Stored entries –

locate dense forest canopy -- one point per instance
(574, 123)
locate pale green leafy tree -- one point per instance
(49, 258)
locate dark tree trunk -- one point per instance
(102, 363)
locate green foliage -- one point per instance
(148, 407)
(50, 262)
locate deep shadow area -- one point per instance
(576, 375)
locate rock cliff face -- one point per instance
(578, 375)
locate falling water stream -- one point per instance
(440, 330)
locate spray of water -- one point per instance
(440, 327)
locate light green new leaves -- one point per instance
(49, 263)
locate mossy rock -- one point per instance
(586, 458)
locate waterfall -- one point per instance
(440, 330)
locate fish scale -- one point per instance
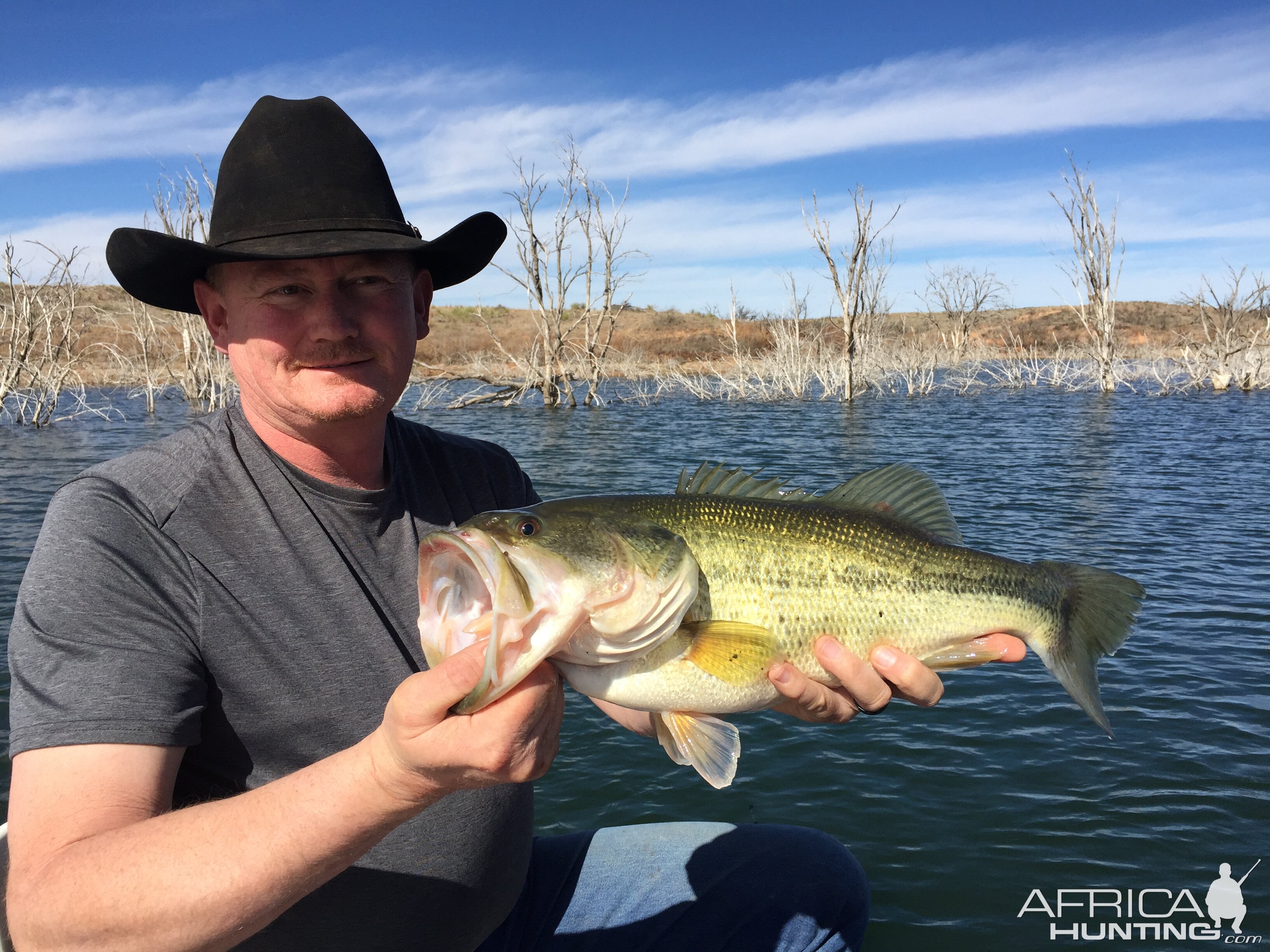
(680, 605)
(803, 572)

YOUR TASK – From the line containing "locate pale green" through the end of the records, inclusive, reproduce the lines with "one point per instance" switched to "a point for each instance" and everything else unchanged, leaving the pictures out.

RESPONSE TO THIS EXERCISE –
locate pale green leafy tree -- a point for each instance
(49, 258)
locate dark tree trunk -- a point for each instance
(102, 363)
locate green foliage -- a point for each instance
(148, 407)
(50, 262)
locate deep shadow area -- a point for each instance
(576, 375)
locate rock cliff face -- a point for each instance
(578, 375)
locate falling water stream -- a point for each instance
(440, 330)
locate spray of water -- a point for each instance
(440, 327)
locate light green new leaves -- a point for each instance
(49, 263)
locate mossy rock -- a point for each instance
(586, 458)
locate waterfall -- a point for each instance
(440, 330)
locate fish scale -- a point for each instance
(680, 605)
(803, 572)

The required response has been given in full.